Recorded data:
[Begin]
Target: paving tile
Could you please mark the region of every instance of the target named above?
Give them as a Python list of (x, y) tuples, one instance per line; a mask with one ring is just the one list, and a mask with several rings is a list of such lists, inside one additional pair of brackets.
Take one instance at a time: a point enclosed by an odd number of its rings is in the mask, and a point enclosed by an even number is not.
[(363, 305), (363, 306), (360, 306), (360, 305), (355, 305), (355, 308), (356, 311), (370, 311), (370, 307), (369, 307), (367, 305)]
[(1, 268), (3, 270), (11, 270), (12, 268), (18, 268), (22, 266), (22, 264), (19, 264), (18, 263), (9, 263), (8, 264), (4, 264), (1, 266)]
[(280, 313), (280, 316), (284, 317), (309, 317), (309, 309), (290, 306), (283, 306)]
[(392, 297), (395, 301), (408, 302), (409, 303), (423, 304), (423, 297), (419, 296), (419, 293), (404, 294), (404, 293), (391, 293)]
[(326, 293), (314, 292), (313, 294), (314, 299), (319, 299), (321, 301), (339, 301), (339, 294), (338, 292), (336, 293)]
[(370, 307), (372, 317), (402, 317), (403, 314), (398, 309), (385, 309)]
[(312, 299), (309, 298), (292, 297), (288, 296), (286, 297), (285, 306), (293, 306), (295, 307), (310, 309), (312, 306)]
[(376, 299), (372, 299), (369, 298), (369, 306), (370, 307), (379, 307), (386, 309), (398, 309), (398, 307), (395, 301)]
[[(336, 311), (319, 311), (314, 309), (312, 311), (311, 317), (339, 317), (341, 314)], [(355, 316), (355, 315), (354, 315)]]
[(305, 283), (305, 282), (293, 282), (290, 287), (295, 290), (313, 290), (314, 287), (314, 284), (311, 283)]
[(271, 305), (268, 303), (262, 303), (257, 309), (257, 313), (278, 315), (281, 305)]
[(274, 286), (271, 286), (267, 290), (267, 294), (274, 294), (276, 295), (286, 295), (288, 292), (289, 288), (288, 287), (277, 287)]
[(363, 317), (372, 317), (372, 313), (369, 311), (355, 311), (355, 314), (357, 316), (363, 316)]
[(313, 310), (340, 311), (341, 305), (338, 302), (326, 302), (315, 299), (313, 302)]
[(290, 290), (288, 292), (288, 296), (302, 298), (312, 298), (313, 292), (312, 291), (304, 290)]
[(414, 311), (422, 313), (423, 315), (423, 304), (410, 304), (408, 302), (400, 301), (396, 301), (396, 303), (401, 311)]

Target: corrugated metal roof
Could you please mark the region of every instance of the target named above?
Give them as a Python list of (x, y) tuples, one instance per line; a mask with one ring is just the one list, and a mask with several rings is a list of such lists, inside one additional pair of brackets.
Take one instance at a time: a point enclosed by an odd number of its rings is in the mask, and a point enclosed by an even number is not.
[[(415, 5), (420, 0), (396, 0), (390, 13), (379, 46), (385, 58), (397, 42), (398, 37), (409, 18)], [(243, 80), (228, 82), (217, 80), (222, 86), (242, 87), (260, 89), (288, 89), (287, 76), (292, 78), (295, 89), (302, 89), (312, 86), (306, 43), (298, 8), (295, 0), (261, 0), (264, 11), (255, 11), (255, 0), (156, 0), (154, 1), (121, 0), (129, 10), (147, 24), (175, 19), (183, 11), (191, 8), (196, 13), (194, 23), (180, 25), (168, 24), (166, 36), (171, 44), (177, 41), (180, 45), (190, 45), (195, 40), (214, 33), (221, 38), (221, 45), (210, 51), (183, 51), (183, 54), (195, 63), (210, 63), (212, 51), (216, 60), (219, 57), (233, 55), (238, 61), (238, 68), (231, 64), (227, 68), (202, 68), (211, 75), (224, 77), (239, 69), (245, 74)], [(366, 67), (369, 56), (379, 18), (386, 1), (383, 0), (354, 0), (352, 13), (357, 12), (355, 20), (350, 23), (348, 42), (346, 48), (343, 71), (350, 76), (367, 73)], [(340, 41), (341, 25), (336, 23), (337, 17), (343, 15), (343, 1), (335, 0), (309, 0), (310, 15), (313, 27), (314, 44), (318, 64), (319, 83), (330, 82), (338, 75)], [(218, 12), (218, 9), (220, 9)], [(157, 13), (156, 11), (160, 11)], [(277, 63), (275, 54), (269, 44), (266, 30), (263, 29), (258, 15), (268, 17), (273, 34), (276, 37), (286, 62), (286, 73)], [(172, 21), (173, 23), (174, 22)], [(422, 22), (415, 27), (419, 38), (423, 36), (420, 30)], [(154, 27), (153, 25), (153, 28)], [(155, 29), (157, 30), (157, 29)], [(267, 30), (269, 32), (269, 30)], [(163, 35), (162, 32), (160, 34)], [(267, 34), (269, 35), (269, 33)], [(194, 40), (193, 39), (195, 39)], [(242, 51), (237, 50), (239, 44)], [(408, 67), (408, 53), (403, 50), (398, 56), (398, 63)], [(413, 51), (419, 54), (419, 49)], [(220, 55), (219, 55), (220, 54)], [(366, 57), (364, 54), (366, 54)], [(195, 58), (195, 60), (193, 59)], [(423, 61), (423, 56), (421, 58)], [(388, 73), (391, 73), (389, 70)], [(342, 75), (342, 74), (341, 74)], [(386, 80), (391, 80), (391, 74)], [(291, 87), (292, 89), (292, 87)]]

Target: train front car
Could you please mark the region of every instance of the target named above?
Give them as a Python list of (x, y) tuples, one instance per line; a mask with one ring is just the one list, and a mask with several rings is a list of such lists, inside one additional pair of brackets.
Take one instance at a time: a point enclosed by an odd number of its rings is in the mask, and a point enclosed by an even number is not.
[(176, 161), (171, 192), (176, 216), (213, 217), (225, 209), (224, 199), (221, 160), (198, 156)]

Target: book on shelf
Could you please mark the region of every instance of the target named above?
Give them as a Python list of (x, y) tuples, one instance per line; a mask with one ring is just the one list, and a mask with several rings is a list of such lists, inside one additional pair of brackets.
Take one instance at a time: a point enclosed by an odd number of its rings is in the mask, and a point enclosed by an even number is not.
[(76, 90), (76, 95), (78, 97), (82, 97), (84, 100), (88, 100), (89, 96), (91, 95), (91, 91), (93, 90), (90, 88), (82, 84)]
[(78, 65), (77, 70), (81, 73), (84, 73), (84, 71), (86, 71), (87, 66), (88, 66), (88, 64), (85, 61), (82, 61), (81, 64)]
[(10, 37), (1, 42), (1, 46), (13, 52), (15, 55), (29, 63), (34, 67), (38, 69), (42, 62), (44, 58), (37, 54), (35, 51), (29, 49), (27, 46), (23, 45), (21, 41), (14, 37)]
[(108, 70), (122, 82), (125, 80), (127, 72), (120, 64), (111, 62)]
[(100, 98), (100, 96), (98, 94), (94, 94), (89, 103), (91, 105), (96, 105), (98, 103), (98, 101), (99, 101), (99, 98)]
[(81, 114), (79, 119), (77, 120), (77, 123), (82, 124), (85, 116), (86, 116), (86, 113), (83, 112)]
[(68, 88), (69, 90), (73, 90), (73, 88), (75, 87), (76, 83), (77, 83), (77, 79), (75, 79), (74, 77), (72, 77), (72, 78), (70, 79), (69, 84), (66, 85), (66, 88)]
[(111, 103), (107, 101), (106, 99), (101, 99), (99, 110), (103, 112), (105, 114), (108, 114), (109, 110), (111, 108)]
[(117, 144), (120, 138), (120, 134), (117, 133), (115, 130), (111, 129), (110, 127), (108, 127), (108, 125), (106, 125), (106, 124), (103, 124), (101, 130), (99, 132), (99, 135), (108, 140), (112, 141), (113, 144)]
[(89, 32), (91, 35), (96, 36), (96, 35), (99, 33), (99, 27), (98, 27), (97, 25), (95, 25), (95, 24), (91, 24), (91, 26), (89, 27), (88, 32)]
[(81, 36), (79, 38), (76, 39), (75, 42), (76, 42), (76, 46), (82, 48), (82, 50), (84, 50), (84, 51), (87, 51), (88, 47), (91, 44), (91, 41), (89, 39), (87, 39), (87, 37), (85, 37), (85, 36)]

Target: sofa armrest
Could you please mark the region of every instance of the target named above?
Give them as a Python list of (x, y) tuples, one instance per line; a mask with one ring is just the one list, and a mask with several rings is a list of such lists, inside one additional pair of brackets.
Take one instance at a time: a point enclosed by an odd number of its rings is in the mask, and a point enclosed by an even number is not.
[End]
## [Your instructions]
Reproduce the lines beginning with the one containing "Target: train front car" and ending with the one containing "160), (198, 156)]", substituting "lead car" for "front car" and leaving everything else unchanged.

## [Exercise solution]
Target: train lead car
Could you please mark the region of every instance of the target named above?
Give them as a Python list of (x, y) tuples, one instance per line; a mask with one ring is just the one list, and a mask with several rings is a list of such lists, inside one additional pair of brackets.
Take one instance at a time: a point enclosed by an odd number of its rings is in the mask, and a point enclosed by an even number is not.
[(176, 161), (171, 192), (176, 216), (213, 217), (225, 209), (224, 199), (221, 160), (198, 156)]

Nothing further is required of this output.